Jul01
There is a question sitting underneath every boardroom AI strategy, every prompt typed into every chatbot, every "content calendar" now quietly outsourced to a machine, and almost nobody is asking it out loud. Is the machine creating? Or is it assembling? I believe the answer matters more than most leaders realise. Get it wrong, and you'll build your strategy, your team, even your sense of self-worth, on a foundation that cannot hold the weight you're about to put on it.
Sir John Lennox, the Oxford mathematician, has spent decades making a distinction that our culture keeps losing sight of: intelligence and consciousness are not the same thing. A system can process information brilliantly and still not know what any of it means. It can manipulate symbols with breathtaking fluency and still have nobody home. That's what today's AI does. It has read an almost unimaginable share of everything humanity has ever written, mapped the patterns beneath it, and now produces new arrangements of those patterns on demand. Ask it for a poem, a strategy paper, or a sermon outline; it will assemble one fast and often impressively. But notice the word: assemble. It is not reaching into a lived experience of loss, or wonder, or conviction, and pulling language up from there. There is no "there" there. It is recombining what we have already made brilliantly, tirelessly, but derivatively. Competence at output is not evidence of comprehension at the source. Fluency is not the same as meaning it.

### [Supplied entries]
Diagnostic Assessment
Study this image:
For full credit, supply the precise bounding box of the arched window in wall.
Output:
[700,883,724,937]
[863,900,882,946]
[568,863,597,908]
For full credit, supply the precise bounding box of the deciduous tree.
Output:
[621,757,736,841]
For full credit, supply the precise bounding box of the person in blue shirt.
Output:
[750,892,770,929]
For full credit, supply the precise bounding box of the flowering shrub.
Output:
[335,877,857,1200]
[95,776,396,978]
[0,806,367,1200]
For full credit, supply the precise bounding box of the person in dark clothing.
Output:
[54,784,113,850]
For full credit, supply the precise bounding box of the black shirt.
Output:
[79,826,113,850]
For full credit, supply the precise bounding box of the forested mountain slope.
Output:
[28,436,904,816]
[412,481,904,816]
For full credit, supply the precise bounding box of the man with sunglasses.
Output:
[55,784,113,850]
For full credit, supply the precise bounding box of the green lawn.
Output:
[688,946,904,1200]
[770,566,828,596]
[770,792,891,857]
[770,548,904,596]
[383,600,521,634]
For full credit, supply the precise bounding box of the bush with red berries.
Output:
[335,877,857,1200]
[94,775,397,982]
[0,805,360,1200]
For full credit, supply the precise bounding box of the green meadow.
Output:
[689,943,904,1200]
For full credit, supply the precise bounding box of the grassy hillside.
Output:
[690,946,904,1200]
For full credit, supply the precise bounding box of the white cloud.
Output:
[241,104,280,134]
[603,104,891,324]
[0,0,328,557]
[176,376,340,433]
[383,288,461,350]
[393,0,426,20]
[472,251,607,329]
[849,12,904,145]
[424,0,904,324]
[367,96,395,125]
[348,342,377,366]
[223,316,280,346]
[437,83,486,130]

### [Work order 1]
Based on the AI essay, answer yes or no to each statement and quote the words that decide it. (a) Sir John Lennox is identified as an Oxford mathematician. (b) Lennox holds that intelligence and consciousness are one and the same. (c) When AI writes a poem, it draws on a lived experience of loss or wonder.
### [Work order 2]
According to the AI essay, what three things might someone ask the machine to produce?
### [Work order 3]
Carry on the AI essay from its last sentence.

### [Answer area 1]
(a) Yes: "Sir John Lennox, the Oxford mathematician"
(b) No: "intelligence and consciousness are not the same thing"
(c) No: "It is not reaching into a lived experience of loss, or wonder, or conviction"

### [Answer area 2]
A poem, a strategy paper, or a sermon outline.

### [Answer area 3]
Here is where I part company with the prevailing narrative and where Scripture, not just philosophy, gives us the sharper answer. Genesis opens with a Creator who makes something out of nothing. Not recombination. Not remixing what already existed. Creation, in the fullest sense. And then that same Creator does something extraordinary: He makes human beings in His image and hands us, in derivative but genuine form, a share in that same creative capacity. That is why a composer can hear a chord progression that has never existed in quite that order, and mean it mean it as grief, as gratitude, as an act of worship. That is why an entrepreneur can look at chaos and see a business nobody has built yet. The idea doesn't arrive from nowhere. It arrives from someone, a person with an interior life, a conviction, a stake in the outcome, something of themselves poured into the making. AI has no interior life to pour. It has no stake. It cannot lose sleep over whether a sentence is honest. It cannot worship. It cannot repent of a bad idea. It has never once, in the history of its existence, meant a single word it has ever produced. You have. Every day.
This isn't a technophobic message; I've spent thirty-plus years helping organisations adopt exactly these technologies with wisdom and courage, not fear. But wisdom starts with getting the categories right. Use AI to assemble drafts, summarise data, accelerate the mechanical parts of the work and never mistake its output for the voice only you can bring, the one shaped by your story, your convictions, your walk with God. Protect the image-bearers on your team, too. If leadership becomes "prompt and approve," you will quietly train your people out of the very capacity that makes them irreplaceable: the courage to originate something true that didn't exist yesterday. And lead from conviction, not from the machine's confidence. AI will hand you a fluent, plausible answer every time, whether or not there's truth in it. Discernment, knowing which of those answers is actually right, actually good, actually yours to say, remains, and will always remain, a human and spiritual responsibility.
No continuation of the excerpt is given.